Begin SOURCE DOCUMENT

{
 "cells": [
  {
   "cell_type": "code",
   "execution_count": null,
   "metadata": {},
   "outputs": [],
   "source": [
    "# This is to have markdown tables left aligned\n",
    "# It can be ignored\n",
    "from IPython.core.display import HTML\n",
    "table_css = 'table {align:left;display:block} '\n",
    "HTML('<style>{}</style>'.format(table_css))"
   ]
  },
  {
   "cell_type": "markdown",
   "metadata": {},
   "source": [
    "# DIT -- Computing Learning\n",
    "\n",
    "This notebook is part of the materials for three 2023/2024 lessons:# DIT -- Computing Learning\n",
    "\n",
    "\n",
    "| Code | Lesson |\n",
    "| :--- | :----------- |\n",
    "| B2696 | Computational Thinking |\n",
    "| 99797 | Advanced Professional Skills |\n",
    "| B3520 | Profession-based Research |\n",
    "\n",
    "It has also been used for the PhD seminars on python offered to the PhD students in 2022, 2023, and 2024 "

End SOURCE DOCUMENT

GIVEN TASK 1: Count the lines in the rows that contain the string "interlocking", treating case as significant. Give only the number.

Begin PROVIDED INFORMATION

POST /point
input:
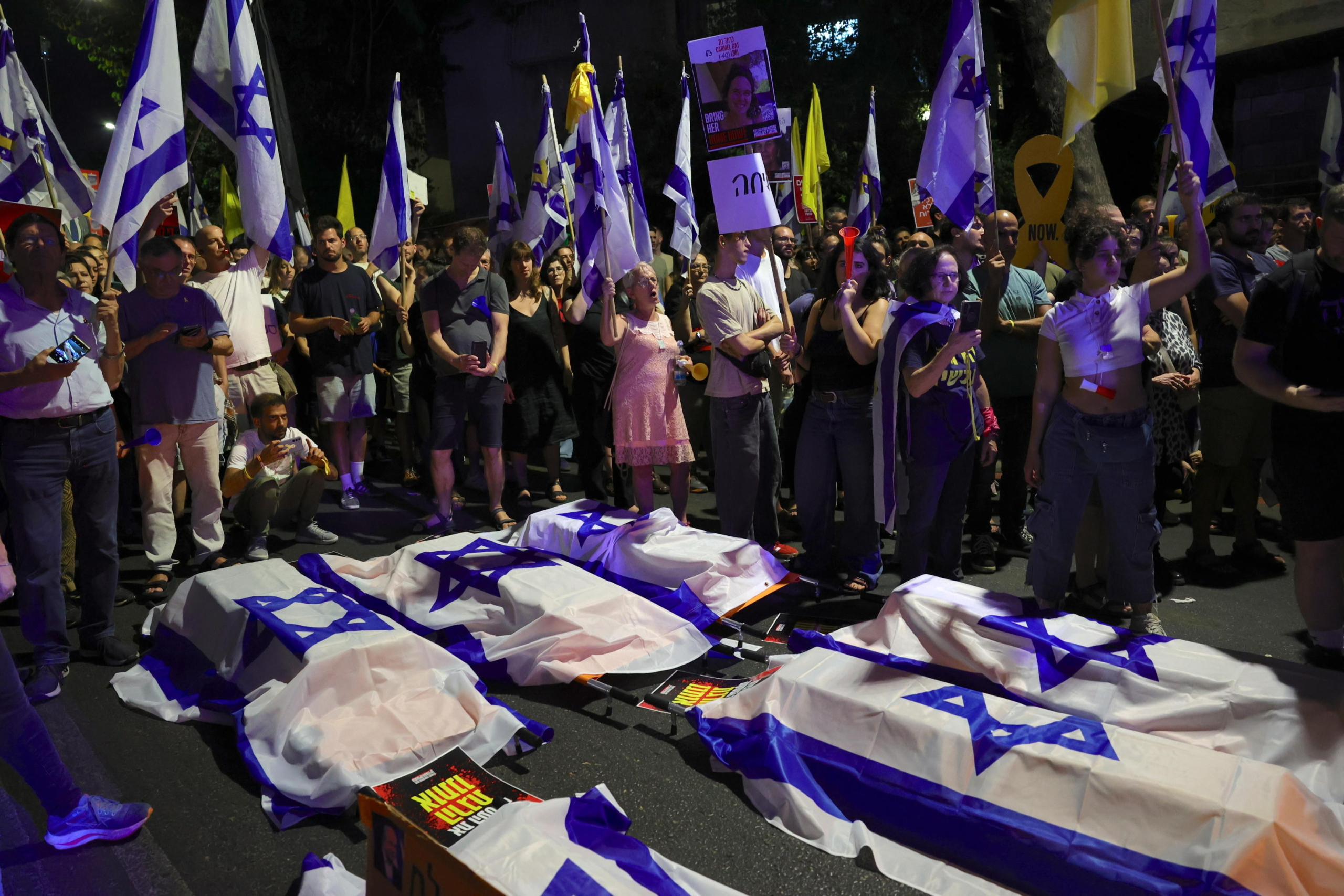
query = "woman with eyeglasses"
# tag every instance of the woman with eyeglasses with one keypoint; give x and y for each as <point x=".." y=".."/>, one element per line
<point x="1090" y="424"/>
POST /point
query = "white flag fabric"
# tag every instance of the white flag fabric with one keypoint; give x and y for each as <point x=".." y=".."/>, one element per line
<point x="326" y="695"/>
<point x="866" y="198"/>
<point x="843" y="754"/>
<point x="393" y="219"/>
<point x="506" y="212"/>
<point x="954" y="164"/>
<point x="514" y="614"/>
<point x="1193" y="50"/>
<point x="686" y="226"/>
<point x="1332" y="135"/>
<point x="148" y="155"/>
<point x="227" y="92"/>
<point x="548" y="217"/>
<point x="628" y="168"/>
<point x="574" y="847"/>
<point x="695" y="574"/>
<point x="27" y="136"/>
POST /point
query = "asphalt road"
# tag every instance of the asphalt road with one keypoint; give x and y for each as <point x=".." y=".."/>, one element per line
<point x="209" y="835"/>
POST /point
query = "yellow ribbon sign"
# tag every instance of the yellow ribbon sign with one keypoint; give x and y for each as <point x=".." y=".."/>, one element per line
<point x="1043" y="215"/>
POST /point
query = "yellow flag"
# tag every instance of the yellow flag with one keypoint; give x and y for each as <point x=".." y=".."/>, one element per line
<point x="230" y="203"/>
<point x="815" y="159"/>
<point x="344" y="203"/>
<point x="1092" y="44"/>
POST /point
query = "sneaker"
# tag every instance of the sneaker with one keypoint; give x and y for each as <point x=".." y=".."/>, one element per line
<point x="983" y="554"/>
<point x="112" y="652"/>
<point x="44" y="683"/>
<point x="96" y="818"/>
<point x="313" y="534"/>
<point x="1147" y="624"/>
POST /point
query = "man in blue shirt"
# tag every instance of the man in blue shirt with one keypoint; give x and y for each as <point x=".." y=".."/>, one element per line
<point x="58" y="426"/>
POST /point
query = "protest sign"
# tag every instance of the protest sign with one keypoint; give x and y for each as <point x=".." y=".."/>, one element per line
<point x="737" y="93"/>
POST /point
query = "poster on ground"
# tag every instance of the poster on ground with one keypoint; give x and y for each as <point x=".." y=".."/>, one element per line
<point x="737" y="92"/>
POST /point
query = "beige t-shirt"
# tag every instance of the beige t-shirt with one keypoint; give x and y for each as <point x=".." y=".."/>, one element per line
<point x="729" y="308"/>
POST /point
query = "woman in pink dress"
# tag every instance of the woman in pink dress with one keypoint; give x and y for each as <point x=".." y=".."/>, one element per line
<point x="646" y="406"/>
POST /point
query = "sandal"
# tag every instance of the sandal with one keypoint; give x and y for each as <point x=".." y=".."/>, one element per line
<point x="433" y="524"/>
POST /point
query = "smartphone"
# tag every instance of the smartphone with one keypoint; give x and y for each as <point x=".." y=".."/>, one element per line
<point x="970" y="316"/>
<point x="70" y="351"/>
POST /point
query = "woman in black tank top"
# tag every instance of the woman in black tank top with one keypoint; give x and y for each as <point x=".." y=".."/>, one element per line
<point x="835" y="446"/>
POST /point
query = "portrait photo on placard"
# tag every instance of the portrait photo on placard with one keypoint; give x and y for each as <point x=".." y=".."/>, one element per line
<point x="737" y="93"/>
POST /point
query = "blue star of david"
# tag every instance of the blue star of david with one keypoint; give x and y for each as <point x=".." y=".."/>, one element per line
<point x="1059" y="660"/>
<point x="248" y="125"/>
<point x="299" y="638"/>
<point x="991" y="738"/>
<point x="459" y="571"/>
<point x="147" y="105"/>
<point x="592" y="524"/>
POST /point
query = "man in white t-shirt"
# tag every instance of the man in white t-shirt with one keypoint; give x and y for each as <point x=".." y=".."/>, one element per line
<point x="267" y="483"/>
<point x="238" y="292"/>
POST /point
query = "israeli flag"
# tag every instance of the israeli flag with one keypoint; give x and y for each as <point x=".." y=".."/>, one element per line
<point x="393" y="219"/>
<point x="511" y="613"/>
<point x="574" y="847"/>
<point x="1193" y="49"/>
<point x="326" y="695"/>
<point x="148" y="155"/>
<point x="27" y="136"/>
<point x="1332" y="136"/>
<point x="506" y="212"/>
<point x="960" y="792"/>
<point x="866" y="198"/>
<point x="954" y="164"/>
<point x="686" y="226"/>
<point x="628" y="168"/>
<point x="546" y="222"/>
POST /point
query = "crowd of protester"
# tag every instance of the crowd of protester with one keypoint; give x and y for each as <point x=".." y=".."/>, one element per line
<point x="1058" y="428"/>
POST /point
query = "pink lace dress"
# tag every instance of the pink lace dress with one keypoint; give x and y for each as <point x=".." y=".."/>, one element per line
<point x="646" y="406"/>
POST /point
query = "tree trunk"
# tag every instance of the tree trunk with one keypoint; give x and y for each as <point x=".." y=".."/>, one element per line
<point x="1090" y="183"/>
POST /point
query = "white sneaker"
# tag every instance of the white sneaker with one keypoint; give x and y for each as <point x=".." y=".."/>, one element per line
<point x="313" y="534"/>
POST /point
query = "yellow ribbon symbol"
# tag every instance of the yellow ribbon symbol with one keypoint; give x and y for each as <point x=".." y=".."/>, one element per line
<point x="1043" y="215"/>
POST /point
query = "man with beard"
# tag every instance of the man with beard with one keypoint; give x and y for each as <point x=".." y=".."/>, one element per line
<point x="1234" y="421"/>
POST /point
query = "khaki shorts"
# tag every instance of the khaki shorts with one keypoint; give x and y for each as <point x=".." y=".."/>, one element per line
<point x="1233" y="425"/>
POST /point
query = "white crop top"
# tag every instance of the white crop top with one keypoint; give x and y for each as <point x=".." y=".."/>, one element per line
<point x="1100" y="333"/>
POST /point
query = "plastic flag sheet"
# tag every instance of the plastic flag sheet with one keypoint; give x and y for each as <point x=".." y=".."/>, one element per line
<point x="655" y="555"/>
<point x="511" y="612"/>
<point x="326" y="695"/>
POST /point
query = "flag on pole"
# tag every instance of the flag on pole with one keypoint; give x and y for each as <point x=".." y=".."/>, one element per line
<point x="26" y="131"/>
<point x="1090" y="41"/>
<point x="866" y="199"/>
<point x="344" y="202"/>
<point x="815" y="159"/>
<point x="686" y="226"/>
<point x="1332" y="138"/>
<point x="1193" y="49"/>
<point x="548" y="217"/>
<point x="393" y="219"/>
<point x="148" y="155"/>
<point x="227" y="92"/>
<point x="505" y="206"/>
<point x="230" y="206"/>
<point x="954" y="164"/>
<point x="628" y="168"/>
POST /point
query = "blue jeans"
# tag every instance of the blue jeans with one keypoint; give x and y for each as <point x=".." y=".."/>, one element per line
<point x="835" y="445"/>
<point x="747" y="467"/>
<point x="38" y="458"/>
<point x="1117" y="452"/>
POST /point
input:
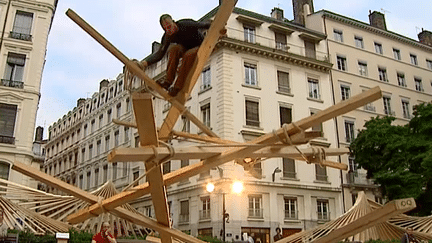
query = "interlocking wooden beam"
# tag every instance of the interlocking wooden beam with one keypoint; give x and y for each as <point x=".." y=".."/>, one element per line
<point x="88" y="197"/>
<point x="202" y="166"/>
<point x="371" y="219"/>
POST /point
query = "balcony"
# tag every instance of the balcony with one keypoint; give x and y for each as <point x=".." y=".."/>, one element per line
<point x="205" y="214"/>
<point x="7" y="139"/>
<point x="20" y="36"/>
<point x="13" y="84"/>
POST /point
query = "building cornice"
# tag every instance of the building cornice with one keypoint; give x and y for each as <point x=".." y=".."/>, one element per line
<point x="272" y="53"/>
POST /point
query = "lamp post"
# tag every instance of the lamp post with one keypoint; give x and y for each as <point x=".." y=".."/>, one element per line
<point x="237" y="187"/>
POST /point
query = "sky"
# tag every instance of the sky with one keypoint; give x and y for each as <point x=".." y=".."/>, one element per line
<point x="75" y="63"/>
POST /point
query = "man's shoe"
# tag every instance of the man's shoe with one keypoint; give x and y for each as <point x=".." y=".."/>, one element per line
<point x="163" y="84"/>
<point x="173" y="91"/>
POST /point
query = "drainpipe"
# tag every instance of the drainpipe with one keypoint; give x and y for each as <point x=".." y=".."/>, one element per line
<point x="335" y="119"/>
<point x="4" y="25"/>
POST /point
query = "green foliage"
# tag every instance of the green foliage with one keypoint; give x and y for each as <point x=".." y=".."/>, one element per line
<point x="399" y="158"/>
<point x="207" y="238"/>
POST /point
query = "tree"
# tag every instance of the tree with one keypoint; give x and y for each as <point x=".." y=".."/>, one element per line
<point x="399" y="158"/>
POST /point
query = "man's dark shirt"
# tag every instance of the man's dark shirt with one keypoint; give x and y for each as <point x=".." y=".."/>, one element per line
<point x="188" y="35"/>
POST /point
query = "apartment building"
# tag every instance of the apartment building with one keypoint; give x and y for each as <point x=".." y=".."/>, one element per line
<point x="23" y="42"/>
<point x="365" y="55"/>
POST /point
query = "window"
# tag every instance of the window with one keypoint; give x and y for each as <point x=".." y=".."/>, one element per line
<point x="405" y="109"/>
<point x="382" y="73"/>
<point x="205" y="114"/>
<point x="359" y="42"/>
<point x="338" y="35"/>
<point x="14" y="71"/>
<point x="118" y="110"/>
<point x="320" y="173"/>
<point x="166" y="167"/>
<point x="107" y="141"/>
<point x="255" y="208"/>
<point x="323" y="210"/>
<point x="249" y="33"/>
<point x="98" y="147"/>
<point x="418" y="84"/>
<point x="206" y="79"/>
<point x="290" y="204"/>
<point x="281" y="43"/>
<point x="413" y="59"/>
<point x="288" y="168"/>
<point x="283" y="82"/>
<point x="285" y="115"/>
<point x="349" y="131"/>
<point x="114" y="167"/>
<point x="313" y="89"/>
<point x="116" y="138"/>
<point x="396" y="54"/>
<point x="387" y="105"/>
<point x="184" y="211"/>
<point x="341" y="62"/>
<point x="7" y="123"/>
<point x="362" y="68"/>
<point x="378" y="48"/>
<point x="100" y="121"/>
<point x="252" y="113"/>
<point x="429" y="64"/>
<point x="22" y="26"/>
<point x="126" y="134"/>
<point x="250" y="74"/>
<point x="401" y="79"/>
<point x="205" y="209"/>
<point x="345" y="92"/>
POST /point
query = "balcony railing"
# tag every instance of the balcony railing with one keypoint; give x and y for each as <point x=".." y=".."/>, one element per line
<point x="291" y="215"/>
<point x="20" y="36"/>
<point x="256" y="213"/>
<point x="13" y="84"/>
<point x="204" y="214"/>
<point x="7" y="139"/>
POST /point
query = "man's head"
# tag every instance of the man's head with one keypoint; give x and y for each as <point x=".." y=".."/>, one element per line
<point x="168" y="24"/>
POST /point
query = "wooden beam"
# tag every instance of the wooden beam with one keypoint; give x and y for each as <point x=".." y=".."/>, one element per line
<point x="144" y="115"/>
<point x="86" y="196"/>
<point x="195" y="169"/>
<point x="203" y="54"/>
<point x="373" y="218"/>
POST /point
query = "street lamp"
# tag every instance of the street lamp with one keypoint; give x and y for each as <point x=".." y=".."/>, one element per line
<point x="237" y="188"/>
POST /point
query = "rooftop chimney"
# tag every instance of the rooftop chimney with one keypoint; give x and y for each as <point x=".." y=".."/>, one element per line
<point x="39" y="134"/>
<point x="103" y="84"/>
<point x="425" y="37"/>
<point x="277" y="13"/>
<point x="299" y="10"/>
<point x="377" y="19"/>
<point x="80" y="102"/>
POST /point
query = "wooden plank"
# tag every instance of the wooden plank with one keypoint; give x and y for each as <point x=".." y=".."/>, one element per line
<point x="195" y="169"/>
<point x="203" y="54"/>
<point x="85" y="196"/>
<point x="135" y="69"/>
<point x="197" y="152"/>
<point x="371" y="219"/>
<point x="144" y="115"/>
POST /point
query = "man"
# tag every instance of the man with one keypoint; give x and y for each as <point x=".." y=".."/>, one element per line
<point x="104" y="236"/>
<point x="408" y="237"/>
<point x="278" y="235"/>
<point x="181" y="41"/>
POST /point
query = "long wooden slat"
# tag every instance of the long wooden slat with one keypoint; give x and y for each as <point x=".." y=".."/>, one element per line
<point x="371" y="219"/>
<point x="203" y="54"/>
<point x="194" y="169"/>
<point x="133" y="67"/>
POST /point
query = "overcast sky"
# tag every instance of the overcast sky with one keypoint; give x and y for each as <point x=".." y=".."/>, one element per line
<point x="75" y="63"/>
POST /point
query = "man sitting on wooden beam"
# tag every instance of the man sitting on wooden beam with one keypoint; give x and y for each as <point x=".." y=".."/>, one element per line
<point x="181" y="40"/>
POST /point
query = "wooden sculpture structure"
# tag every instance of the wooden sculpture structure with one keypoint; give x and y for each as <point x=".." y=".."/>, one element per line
<point x="152" y="150"/>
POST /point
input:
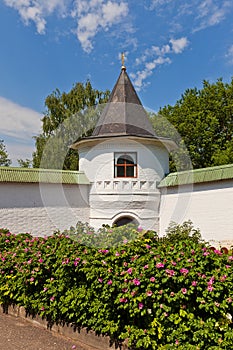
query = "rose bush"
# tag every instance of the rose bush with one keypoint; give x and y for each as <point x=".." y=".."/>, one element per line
<point x="155" y="294"/>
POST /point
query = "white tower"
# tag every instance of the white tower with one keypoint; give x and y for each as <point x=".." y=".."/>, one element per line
<point x="124" y="161"/>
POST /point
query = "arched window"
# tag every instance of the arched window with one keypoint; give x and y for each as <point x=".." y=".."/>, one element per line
<point x="125" y="165"/>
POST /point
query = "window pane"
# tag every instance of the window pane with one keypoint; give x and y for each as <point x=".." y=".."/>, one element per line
<point x="120" y="171"/>
<point x="130" y="171"/>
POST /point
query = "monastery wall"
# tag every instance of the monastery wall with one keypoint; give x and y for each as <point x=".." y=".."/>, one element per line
<point x="208" y="205"/>
<point x="41" y="209"/>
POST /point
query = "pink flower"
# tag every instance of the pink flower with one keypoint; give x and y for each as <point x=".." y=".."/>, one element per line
<point x="159" y="265"/>
<point x="170" y="272"/>
<point x="216" y="251"/>
<point x="211" y="281"/>
<point x="222" y="278"/>
<point x="210" y="288"/>
<point x="149" y="293"/>
<point x="123" y="300"/>
<point x="206" y="253"/>
<point x="184" y="271"/>
<point x="140" y="306"/>
<point x="136" y="282"/>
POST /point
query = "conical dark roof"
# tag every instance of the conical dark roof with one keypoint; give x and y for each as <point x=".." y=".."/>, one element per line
<point x="124" y="113"/>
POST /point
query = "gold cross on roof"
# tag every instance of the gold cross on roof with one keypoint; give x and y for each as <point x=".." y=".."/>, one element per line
<point x="123" y="60"/>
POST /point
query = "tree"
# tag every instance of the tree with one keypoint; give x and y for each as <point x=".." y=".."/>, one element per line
<point x="204" y="123"/>
<point x="4" y="160"/>
<point x="68" y="117"/>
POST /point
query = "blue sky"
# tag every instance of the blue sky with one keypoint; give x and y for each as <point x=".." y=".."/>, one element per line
<point x="170" y="46"/>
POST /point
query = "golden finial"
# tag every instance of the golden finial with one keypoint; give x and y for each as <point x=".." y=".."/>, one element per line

End PROVIDED INFORMATION

GIVEN TASK 2: List every lesson name given in the table of the notebook.

RESULT 1: 2

RESULT 2:
Computational Thinking
Advanced Professional Skills
Profession-based Research